▶ _SELECTED EXCERPT_
◇ ◇ ◇ ◇ ◇ ◇ ◇

MATLAB Answers

Andy
0

PC Reccomendations for MATLAB

Asked by Andy
on 26 Sep 2012
Hi Everyone!
I have been asked to produce a business case by my employer to detail running costs of using MATLAB or it's alternatives as our main analysis software.
We have approximately 9 million rows of data that have 10 points in each and the aim is to correlate this data on certain parameters. The amount of data will increase by a minimum of 500,000 rows a year and we don't want to have to buy new computers each year.
I know this isn't a question about MATLAB code but they will come in the future!

  0 Comments

Sign in to comment.

Tags

Products

4 Answers

Answer by Jason Ross
on 26 Sep 2012
 Accepted Answer

I've needed to put together quite a few business cases in my time. A few red flags pop up immediately that need to be clarified before you start looking at spec sheets and dreaming about cores, SSDs and memory sticks.
  • What is the environment you are using your machines in? An office environment? Are you in the field, plugged into some piece of equipment? Must the machine be portable? Ruggedized?
  • Do you need to also include some sort of storage device to hold data for a period of time (file server, NAS). Do you need to back this data up?
  • Have you been given a budget? What do you need to pay for with this? Hardware, software, maintenance, electricity, cooling, rack space, IT time, etc?
  • You mention in Jan's answer that this is "real-time". Does this imply that others (meaning humans or other electronic processes) need to consume it? Do you need to post these hourly results on a server somewhere? Does that need to be included in your business case?
  • When you say hourly, are those business hours or 24 hours a day/7 days a week as a fully automated system with paging if it goes down? That can certainly affect how you do your work, and the cost.
  • What is the timeline for hardware replacement? A lot of places will depreciate it over 3-4 years as an interval for upgrades. If you are running the above 24/7 setup, you'll likely want to look at server grade hardware with a 4 hour replacement contract, in addition to methods that allow you to fail over or used a clustered system to make sure the analysis keeps going. These costs are non-trivial -- but your requirements may dictate that they are needed if downtime of this system is measured in $K/min.

◇ ◇ ◇ ◇ ◇ ◇ ◇

▶ _INFORMATION GIVEN_
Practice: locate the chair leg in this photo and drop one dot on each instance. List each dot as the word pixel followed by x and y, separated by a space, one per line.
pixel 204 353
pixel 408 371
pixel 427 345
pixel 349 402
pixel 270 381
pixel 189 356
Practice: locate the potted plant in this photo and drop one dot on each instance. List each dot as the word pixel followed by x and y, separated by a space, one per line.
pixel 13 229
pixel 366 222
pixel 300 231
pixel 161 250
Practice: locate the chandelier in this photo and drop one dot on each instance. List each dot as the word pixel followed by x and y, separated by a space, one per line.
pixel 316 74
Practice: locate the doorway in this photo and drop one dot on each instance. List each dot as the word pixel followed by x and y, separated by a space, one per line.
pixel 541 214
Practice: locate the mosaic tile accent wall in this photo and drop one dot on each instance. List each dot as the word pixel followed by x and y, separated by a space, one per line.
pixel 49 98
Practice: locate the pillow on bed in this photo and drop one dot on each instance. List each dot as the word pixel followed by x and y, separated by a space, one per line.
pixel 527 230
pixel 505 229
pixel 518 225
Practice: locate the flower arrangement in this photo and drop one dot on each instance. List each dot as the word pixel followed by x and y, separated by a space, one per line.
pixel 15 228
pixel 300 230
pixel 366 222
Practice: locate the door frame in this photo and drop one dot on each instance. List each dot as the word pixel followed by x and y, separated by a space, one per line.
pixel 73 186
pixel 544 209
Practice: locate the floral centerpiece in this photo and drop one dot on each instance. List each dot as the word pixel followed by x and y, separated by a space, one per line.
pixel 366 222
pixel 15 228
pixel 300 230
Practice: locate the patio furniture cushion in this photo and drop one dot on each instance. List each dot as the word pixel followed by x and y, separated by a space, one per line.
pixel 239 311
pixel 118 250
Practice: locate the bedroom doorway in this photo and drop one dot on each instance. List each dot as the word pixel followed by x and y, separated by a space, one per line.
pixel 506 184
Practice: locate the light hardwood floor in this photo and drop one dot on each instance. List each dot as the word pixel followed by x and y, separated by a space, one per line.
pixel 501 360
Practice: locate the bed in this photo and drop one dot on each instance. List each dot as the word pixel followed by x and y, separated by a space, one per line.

◇ ◇ ◇ ◇ ◇ ◇ ◇

▶ _REQUIREMENTS_
a) Summarize the thread about PC recommendations for MATLAB in two sentences.
b) List every cost that the thread about PC recommendations for MATLAB names in its budget question as something the budget might have to pay for.
c) Decide whether each statement agrees with the thread about PC recommendations for MATLAB. For each, answer yes or no, and quote the words from the thread that settle it.
(i) The data will grow by at least 500,000 rows a year.
(ii) Andy describes his post as a question about MATLAB code.
(iii) The accepted answer says many places depreciate hardware over 5 to 6 years.

▶ _RESULTS OF THE TASKS_
a) Andy's employer has asked him for a business case on the running costs of MATLAB or its alternatives for correlating about 9 million rows of data, which will grow by at least 500,000 rows a year, without buying new computers each year. In the accepted answer, Jason Ross lists points to settle before looking at specifications: the working environment, storage and backup, the budget, whether others need the results, whether the system runs around the clock, and the timeline for replacing hardware.

b) Hardware, software, maintenance, electricity, cooling, rack space, and IT time.

c)
(i) Yes: "The amount of data will increase by a minimum of 500,000 rows a year"
(ii) No: "I know this isn't a question about MATLAB code"
(iii) No: "A lot of places will depreciate it over 3-4 years as an interval for upgrades."